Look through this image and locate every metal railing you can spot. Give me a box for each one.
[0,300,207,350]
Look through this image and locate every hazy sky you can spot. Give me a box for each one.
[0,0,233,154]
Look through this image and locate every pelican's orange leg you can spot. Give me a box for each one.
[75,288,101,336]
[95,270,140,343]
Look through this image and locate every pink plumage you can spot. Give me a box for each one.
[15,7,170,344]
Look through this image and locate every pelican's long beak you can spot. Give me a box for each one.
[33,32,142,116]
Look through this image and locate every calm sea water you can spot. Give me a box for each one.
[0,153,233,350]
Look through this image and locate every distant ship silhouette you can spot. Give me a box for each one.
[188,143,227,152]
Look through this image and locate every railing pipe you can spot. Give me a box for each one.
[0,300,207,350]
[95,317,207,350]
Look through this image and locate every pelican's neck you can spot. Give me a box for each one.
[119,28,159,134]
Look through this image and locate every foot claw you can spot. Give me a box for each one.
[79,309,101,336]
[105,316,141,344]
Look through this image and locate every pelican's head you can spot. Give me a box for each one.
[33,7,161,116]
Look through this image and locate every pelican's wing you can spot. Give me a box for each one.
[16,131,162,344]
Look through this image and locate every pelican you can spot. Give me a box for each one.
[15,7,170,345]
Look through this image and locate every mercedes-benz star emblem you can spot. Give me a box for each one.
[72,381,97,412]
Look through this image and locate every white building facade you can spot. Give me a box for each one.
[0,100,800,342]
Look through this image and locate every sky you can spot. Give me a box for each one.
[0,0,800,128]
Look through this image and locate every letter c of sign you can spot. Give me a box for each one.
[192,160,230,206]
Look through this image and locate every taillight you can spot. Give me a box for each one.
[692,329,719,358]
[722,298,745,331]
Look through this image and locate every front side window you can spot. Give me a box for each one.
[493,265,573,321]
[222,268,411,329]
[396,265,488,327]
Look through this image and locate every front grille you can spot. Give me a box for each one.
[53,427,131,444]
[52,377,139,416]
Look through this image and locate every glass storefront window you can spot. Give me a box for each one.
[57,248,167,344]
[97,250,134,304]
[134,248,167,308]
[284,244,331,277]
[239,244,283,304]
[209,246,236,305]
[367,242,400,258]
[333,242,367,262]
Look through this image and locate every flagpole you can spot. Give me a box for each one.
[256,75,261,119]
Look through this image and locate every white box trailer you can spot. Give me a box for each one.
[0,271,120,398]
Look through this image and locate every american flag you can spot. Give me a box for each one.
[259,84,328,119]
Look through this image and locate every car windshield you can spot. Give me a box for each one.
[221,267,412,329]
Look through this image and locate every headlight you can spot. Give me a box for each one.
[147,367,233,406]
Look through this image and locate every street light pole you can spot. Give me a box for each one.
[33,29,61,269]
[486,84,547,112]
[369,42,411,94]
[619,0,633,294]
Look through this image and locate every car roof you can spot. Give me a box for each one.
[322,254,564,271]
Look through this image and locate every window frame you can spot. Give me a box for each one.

■ ■ ■ ■ ■

Work required
Rewrite every one of the rows above as a JSON list of strings, one string per line, with blank lines left out.

Answer below
[
  "Look through this image and locate every metal railing you can spot. Give me a box for each one.",
  "[0,300,207,350]",
  "Look through this image and locate every hazy sky you can spot. Give me a box for each one.",
  "[0,0,233,154]",
  "Look through this image and locate every pelican's orange leg you can spot. Give me a box for each one.",
  "[75,288,101,336]",
  "[95,270,140,343]",
  "Look through this image and locate every pink plumage you can spot. Give me a box for each one.",
  "[15,7,170,344]",
  "Look through this image and locate every pelican's long beak you can spot. Give me a box for each one.",
  "[33,32,142,116]",
  "Look through this image and locate every calm sea water you can spot. Give me a box for each one.",
  "[0,153,233,350]",
  "Look through this image and locate every distant ship silhouette you can spot. Give me a box for each one.",
  "[188,143,227,152]",
  "Look through this image and locate every railing pipe you can spot. Give me a box for each one.",
  "[0,300,207,350]",
  "[95,317,207,350]",
  "Look through this image and locate every pelican's neck you can spot. Give me a box for each one.",
  "[119,28,159,134]",
  "Look through this image and locate every foot claw you can spot. Give me a box for each one.",
  "[79,309,101,336]",
  "[105,316,141,344]",
  "Look through this image and locate every pelican's head you can spot. Give me a box for each one.",
  "[33,7,161,116]",
  "Look through this image and locate every pelican's wing you can spot. Give me a box for each one.",
  "[16,131,162,344]",
  "Look through this image and locate every pelican you can spot. Give me a box for each one.",
  "[15,7,170,345]",
  "Look through this image and locate every mercedes-benz star emblem you can spot. Give me a box for each one.",
  "[72,381,97,412]",
  "Look through this image and locate every white building facade you can spot. Give me a box for each one.",
  "[0,100,800,342]",
  "Look through this image and locate every sky you can spot. Give me a box for each one.",
  "[0,0,800,128]",
  "Look through this image and locate every letter c of sign you can spot. Give me a box for each one.",
  "[192,160,230,206]",
  "Look through this image and locate every taillight you can spot. Give me a box for each one.",
  "[692,329,719,358]",
  "[722,298,745,331]",
  "Look through this image and locate every front side window you can spot. Give me a box for each one.",
  "[493,265,573,321]",
  "[222,268,411,329]",
  "[396,265,488,327]",
  "Look through this image and locate every front grille you can spot. Give me a box for each one.",
  "[53,427,131,444]",
  "[52,377,139,416]",
  "Look through this image and locate every glass storefront window you can spot. Give me a box for each one.",
  "[57,248,167,344]",
  "[97,250,134,304]",
  "[134,248,167,308]",
  "[284,244,331,277]",
  "[239,244,283,304]",
  "[209,246,236,305]",
  "[367,242,400,258]",
  "[333,242,367,262]",
  "Look through this image and locate every flagpole you can spot. Give me a box for each one.",
  "[256,75,261,119]",
  "Look through this image and locate every white box trailer you can spot. Give me a box for each one.",
  "[0,271,120,398]",
  "Look through this image and locate every american flag you can spot. Give me a box for each one.",
  "[259,84,328,119]",
  "Look through this image and locate every car windshield you can spot. Give me a box for each one.",
  "[221,267,412,329]",
  "Look through this image and locate every headlight you can spot. Give me a box for each one.",
  "[147,367,233,406]",
  "Look through this image and locate every street light pole you can spot. Give me a box for each one.",
  "[33,29,61,269]",
  "[486,84,547,112]",
  "[369,42,411,94]",
  "[619,0,633,294]",
  "Look through this image and locate every car roof you can spot. Give me a box for each one.",
  "[322,254,564,271]",
  "Look through this image and locate every window frame you can spot. Give me a box for each one."
]